→ What needs to be done:
Answer these from the backtrader optimization page:
1. Which version of backtrader introduced the improvement?
2. Which two attributes do the placeholder objects carry when optreturn=True?
3. What command runs the optimization sample with the CPU count limited to 1?

# START OF Page text

Optimization improvements

Version 1.8.12.99 of backtrader includes an improvement in how data feeds and results are managed during multiprocessing.

Note

The behavior for both has been made

The behavior of these options can be controlled through two new Cerebro parameters:

optdatas (default: True)

If True and optimizing (and the system can preload and use runonce, data preloading will be done only once in the main process to save time and resources.
optreturn (default: True)

If True the optimization results will not be full Strategy objects (and all datas, indicators, observers …) but and object with the following attributes (same as in Strategy):
- params (or p) the strategy had for the execution
- analyzers the strategy has executed
In most occassions, only the analyzers and with which params are the things needed to evaluate a the performance of a strategy. If detailed analysis of the generated values for (for example) indicators is needed, turn this off

Data Feed Management

In a Optimization scenario this is a likely combination of Cerebro parameters:

preload=True (default)

Data Feeeds will be preloaded before running any backtesting code
runonce=True (default)

Indicators will be calculated in batch mode a tight for loop, instead of step by step.

If both conditions are True and optdatas=True, then:

The Data Feeds will be preloaded in the main process before spawning new subprocesses (the ones in charge of executing the backtesting)

Results management

In a Optimization scenario two things should play the most important role when evaluating the different parameters with which each *Strategy was run:

strategy.params (or strategy.p)

The actual set of values used for the backtesting
strategy.analyzers

The objects in charge of providing the evaluation of how the Strategy has actually performed. Example:

SharpeRatio_A (the annualized SharpeRatio)

When optreturn=True, instead of returning full strategy instances, placeholder objects will be created which carry the two attributes aforementioned to let the evaluation take place.

This avoids passing back lots of generated data like for example the values generated by indicators during the backtesting

Should the full strategy objects be wished, simply set optreturn=False during cerebro instantiation or when doing cerebro.run.

Some test runs

The optimization sample in the backtrader sources has been extended to add control for optdatas and optreturn (actually to disable them)

Single Core Run

As a reference what happens when the amount of CPUs is limited to 1 and the multiprocessing module is not used:

$ ./optimization.py --maxcpus 1
==================================================
**************************************************
--------------------------------------------------
OrderedDict([(u'smaperiod', 10), (u'macdperiod1', 12), (u'macdperiod2', 26), (u'macdperiod3', 9)])

# END OF Page text
# START OF Data provided

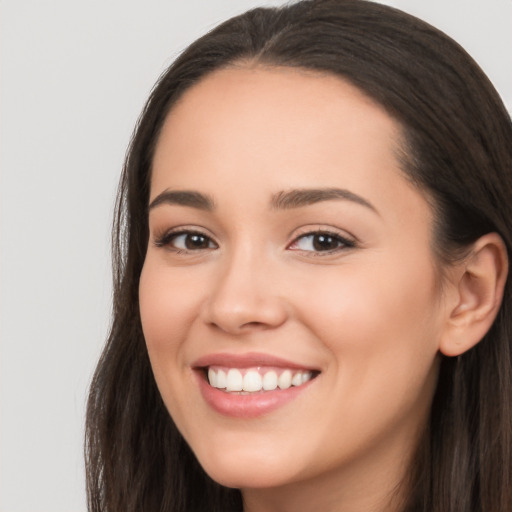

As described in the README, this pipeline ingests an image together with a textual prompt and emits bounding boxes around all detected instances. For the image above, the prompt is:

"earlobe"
[439,233,508,356]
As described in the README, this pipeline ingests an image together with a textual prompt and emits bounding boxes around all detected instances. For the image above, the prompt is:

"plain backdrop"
[0,0,512,512]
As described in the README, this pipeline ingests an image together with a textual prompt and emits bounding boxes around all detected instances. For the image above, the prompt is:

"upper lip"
[192,352,318,371]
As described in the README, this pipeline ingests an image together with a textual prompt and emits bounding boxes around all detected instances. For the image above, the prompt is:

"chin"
[199,446,304,489]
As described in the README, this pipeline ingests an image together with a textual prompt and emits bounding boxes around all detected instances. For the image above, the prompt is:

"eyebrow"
[149,190,215,212]
[149,188,379,214]
[270,188,379,214]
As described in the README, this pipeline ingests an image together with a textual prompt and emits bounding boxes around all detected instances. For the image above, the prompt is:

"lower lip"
[195,371,315,418]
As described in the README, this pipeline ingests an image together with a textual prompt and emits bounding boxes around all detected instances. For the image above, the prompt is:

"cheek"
[139,255,204,355]
[307,260,441,403]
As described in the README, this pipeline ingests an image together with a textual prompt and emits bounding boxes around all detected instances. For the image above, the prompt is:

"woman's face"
[140,66,443,498]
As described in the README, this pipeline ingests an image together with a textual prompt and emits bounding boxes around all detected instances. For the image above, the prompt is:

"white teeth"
[277,370,292,389]
[263,371,277,391]
[292,373,302,386]
[208,368,219,388]
[215,368,227,389]
[208,368,313,393]
[244,370,263,391]
[226,368,243,391]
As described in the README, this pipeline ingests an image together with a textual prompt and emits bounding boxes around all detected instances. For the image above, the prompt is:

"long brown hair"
[86,0,512,512]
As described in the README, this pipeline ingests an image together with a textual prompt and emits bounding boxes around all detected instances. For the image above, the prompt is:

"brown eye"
[182,233,210,250]
[289,232,355,252]
[156,231,217,251]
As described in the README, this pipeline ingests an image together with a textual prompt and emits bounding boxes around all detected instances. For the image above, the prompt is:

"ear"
[439,233,508,356]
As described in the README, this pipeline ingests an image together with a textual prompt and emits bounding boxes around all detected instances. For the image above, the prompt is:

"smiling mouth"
[204,366,319,395]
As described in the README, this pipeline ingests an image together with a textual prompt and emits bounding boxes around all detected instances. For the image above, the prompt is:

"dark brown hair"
[86,0,512,512]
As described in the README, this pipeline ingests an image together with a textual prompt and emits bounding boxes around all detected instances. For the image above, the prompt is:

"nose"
[202,250,288,334]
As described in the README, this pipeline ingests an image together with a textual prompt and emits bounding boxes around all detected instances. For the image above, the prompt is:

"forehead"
[151,65,426,223]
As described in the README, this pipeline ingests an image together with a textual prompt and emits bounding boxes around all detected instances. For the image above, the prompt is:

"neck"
[242,428,417,512]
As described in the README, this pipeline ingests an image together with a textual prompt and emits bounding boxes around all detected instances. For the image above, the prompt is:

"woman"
[87,0,512,512]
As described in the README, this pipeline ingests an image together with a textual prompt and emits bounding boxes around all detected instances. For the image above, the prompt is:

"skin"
[140,65,460,512]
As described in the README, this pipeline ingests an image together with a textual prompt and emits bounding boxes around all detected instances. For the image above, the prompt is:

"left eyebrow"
[270,188,379,215]
[149,190,215,212]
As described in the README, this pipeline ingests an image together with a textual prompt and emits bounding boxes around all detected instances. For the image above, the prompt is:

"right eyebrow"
[149,190,215,212]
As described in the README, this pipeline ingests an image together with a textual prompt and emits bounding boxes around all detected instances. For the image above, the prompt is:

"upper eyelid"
[288,224,359,245]
[152,224,359,247]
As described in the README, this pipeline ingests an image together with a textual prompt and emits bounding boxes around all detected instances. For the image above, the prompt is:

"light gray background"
[0,0,512,512]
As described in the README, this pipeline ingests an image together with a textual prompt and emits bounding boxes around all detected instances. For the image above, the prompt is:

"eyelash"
[154,229,356,256]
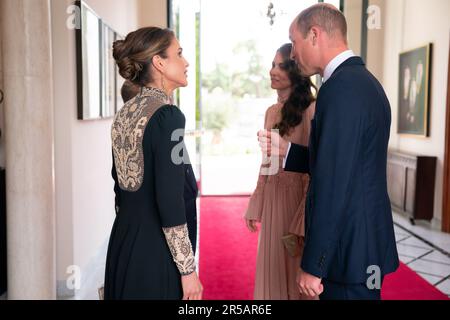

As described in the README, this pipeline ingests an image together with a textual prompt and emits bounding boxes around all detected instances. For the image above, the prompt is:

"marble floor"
[0,213,450,300]
[394,213,450,298]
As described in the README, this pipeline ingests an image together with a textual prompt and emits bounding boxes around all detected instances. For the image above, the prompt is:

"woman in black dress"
[104,27,203,300]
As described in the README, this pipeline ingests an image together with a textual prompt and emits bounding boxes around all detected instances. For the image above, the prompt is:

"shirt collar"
[323,50,355,83]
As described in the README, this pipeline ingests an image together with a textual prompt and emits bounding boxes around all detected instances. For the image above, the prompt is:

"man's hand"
[181,272,203,300]
[297,269,323,297]
[258,130,288,158]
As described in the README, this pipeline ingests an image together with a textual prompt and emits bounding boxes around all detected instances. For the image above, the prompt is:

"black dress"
[104,88,195,300]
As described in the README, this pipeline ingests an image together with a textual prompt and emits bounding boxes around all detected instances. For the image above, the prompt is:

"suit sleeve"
[152,106,195,275]
[284,143,309,173]
[111,155,120,214]
[301,88,362,278]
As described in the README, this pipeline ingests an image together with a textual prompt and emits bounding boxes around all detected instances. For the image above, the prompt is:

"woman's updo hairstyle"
[113,27,175,86]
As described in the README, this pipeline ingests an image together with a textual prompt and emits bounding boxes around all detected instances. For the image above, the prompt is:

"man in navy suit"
[258,3,399,300]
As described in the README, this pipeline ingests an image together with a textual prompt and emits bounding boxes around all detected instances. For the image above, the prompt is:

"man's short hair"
[120,80,141,103]
[297,3,347,41]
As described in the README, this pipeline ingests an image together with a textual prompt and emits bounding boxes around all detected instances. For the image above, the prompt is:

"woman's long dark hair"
[273,43,317,137]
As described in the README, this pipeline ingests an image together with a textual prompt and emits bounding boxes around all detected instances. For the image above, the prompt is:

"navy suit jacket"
[285,57,399,284]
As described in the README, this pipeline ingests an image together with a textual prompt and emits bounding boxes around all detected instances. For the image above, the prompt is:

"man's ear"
[309,27,321,46]
[152,55,166,73]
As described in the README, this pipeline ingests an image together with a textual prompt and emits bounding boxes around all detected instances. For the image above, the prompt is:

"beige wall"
[0,30,5,168]
[376,0,450,227]
[344,0,362,55]
[138,0,167,28]
[366,0,386,81]
[52,0,166,294]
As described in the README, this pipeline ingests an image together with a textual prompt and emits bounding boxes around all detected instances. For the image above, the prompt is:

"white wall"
[381,0,450,227]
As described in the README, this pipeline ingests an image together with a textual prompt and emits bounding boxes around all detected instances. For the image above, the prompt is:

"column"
[0,0,56,299]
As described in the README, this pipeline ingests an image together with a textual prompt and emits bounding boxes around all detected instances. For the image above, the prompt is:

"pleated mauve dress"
[245,102,315,300]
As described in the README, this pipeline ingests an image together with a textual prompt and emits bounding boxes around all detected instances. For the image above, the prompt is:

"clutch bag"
[281,234,301,257]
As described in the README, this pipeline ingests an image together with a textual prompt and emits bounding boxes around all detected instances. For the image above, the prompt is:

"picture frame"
[76,1,102,120]
[114,32,125,113]
[75,0,124,120]
[397,43,432,138]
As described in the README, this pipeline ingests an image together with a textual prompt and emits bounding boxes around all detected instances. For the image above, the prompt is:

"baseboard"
[56,237,109,300]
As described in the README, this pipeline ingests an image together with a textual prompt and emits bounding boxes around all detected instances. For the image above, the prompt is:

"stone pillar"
[0,0,56,299]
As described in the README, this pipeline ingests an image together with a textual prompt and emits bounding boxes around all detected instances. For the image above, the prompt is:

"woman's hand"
[181,272,203,300]
[245,219,258,232]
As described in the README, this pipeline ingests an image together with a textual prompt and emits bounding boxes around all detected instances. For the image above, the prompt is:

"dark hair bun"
[111,26,174,86]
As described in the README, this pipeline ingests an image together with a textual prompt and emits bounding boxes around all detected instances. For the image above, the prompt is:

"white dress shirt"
[283,50,355,169]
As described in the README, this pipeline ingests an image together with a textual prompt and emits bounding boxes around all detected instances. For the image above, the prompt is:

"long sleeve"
[302,83,364,277]
[284,143,310,173]
[244,108,270,222]
[152,106,195,275]
[289,174,309,237]
[111,155,120,214]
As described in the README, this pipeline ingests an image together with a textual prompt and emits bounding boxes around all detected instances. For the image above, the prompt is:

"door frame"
[442,36,450,233]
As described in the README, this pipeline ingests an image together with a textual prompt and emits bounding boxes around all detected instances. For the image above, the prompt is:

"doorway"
[168,0,326,196]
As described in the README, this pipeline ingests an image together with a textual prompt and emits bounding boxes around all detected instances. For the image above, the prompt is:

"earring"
[161,75,166,92]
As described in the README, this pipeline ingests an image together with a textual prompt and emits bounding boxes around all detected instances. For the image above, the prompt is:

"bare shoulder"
[265,103,280,127]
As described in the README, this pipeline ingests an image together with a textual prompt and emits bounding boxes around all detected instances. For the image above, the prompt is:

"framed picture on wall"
[102,23,116,118]
[115,32,125,112]
[76,1,102,120]
[398,43,432,137]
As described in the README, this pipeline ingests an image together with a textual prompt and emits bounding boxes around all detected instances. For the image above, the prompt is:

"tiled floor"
[394,213,450,297]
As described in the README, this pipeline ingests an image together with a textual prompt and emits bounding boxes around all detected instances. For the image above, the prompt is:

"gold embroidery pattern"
[163,224,195,275]
[111,87,169,191]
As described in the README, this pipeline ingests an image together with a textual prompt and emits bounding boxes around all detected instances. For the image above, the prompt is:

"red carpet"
[200,197,448,300]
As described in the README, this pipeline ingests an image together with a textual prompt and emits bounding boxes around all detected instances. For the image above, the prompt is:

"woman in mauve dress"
[245,44,315,300]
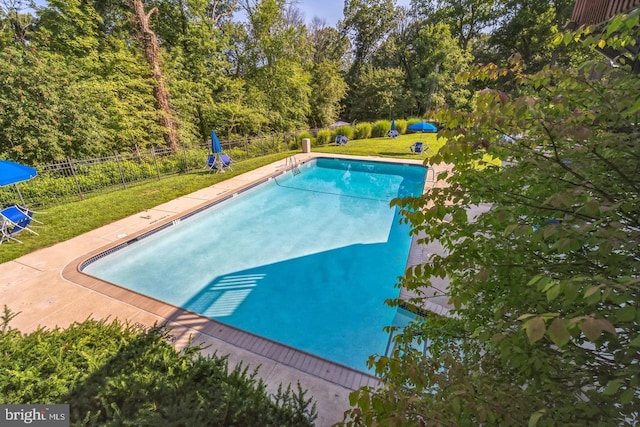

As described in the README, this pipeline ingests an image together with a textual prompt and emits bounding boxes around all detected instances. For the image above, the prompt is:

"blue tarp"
[0,160,38,187]
[407,122,438,132]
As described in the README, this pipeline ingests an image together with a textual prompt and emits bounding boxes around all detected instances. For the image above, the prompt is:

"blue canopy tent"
[0,160,40,244]
[0,160,38,205]
[407,122,438,132]
[211,130,222,154]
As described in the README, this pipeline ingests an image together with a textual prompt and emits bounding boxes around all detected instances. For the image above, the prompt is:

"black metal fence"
[0,134,295,208]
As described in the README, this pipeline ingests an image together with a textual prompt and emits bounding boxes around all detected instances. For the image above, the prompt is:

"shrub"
[0,306,317,426]
[316,129,332,145]
[371,120,391,138]
[355,122,371,139]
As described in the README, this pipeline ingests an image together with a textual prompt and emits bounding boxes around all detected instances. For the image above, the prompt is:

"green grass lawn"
[0,134,442,263]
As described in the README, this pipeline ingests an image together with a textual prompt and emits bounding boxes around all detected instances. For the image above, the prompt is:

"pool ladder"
[425,167,436,188]
[284,156,300,175]
[384,330,427,357]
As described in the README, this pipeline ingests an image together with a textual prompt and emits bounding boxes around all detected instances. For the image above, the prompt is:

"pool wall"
[63,157,426,389]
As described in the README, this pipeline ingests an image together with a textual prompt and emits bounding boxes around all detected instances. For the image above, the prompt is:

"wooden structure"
[567,0,640,74]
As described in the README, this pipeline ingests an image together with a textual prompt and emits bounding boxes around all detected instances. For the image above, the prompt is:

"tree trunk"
[130,0,180,151]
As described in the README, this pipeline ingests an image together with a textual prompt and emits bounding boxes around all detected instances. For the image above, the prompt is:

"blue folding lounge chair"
[0,205,39,244]
[409,142,422,153]
[207,153,233,172]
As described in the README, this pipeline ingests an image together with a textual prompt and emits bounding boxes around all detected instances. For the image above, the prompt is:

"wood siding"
[570,0,640,28]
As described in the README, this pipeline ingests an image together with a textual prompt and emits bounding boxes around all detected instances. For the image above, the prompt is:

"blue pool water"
[84,159,426,370]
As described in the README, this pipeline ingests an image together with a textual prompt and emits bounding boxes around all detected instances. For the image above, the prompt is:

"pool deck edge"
[0,153,448,426]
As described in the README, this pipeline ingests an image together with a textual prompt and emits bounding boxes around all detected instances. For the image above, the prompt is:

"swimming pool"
[83,158,426,371]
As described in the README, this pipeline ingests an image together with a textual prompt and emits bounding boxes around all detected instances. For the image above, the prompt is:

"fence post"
[67,157,84,200]
[115,153,127,188]
[151,147,161,181]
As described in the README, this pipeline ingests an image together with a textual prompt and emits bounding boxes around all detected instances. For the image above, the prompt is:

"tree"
[338,0,394,115]
[412,0,503,50]
[130,0,180,150]
[346,11,640,426]
[491,0,574,72]
[407,24,471,116]
[239,0,311,130]
[309,19,348,128]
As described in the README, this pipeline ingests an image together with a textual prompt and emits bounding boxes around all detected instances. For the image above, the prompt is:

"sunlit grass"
[0,134,444,263]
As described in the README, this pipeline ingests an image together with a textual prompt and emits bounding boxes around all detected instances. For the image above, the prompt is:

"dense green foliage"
[0,307,316,426]
[0,0,592,164]
[346,10,640,426]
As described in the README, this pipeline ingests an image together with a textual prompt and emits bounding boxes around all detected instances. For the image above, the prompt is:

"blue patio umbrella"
[211,130,222,154]
[0,160,38,205]
[407,122,438,132]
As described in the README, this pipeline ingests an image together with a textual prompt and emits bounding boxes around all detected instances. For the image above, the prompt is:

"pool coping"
[61,153,442,390]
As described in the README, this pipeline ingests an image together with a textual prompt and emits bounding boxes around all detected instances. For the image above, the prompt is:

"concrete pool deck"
[0,153,456,426]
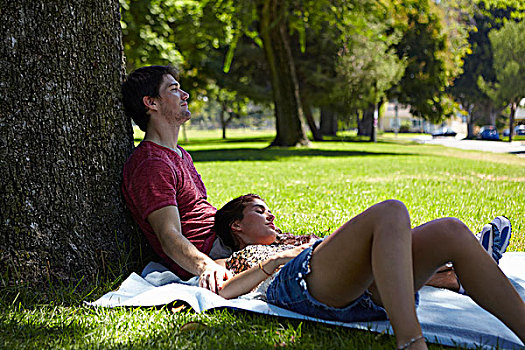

# END OF Data provided

→ Finished task:
1. Version 1.8.12.99.
2. params (or p) and analyzers.
3. ./optimization.py --maxcpus 1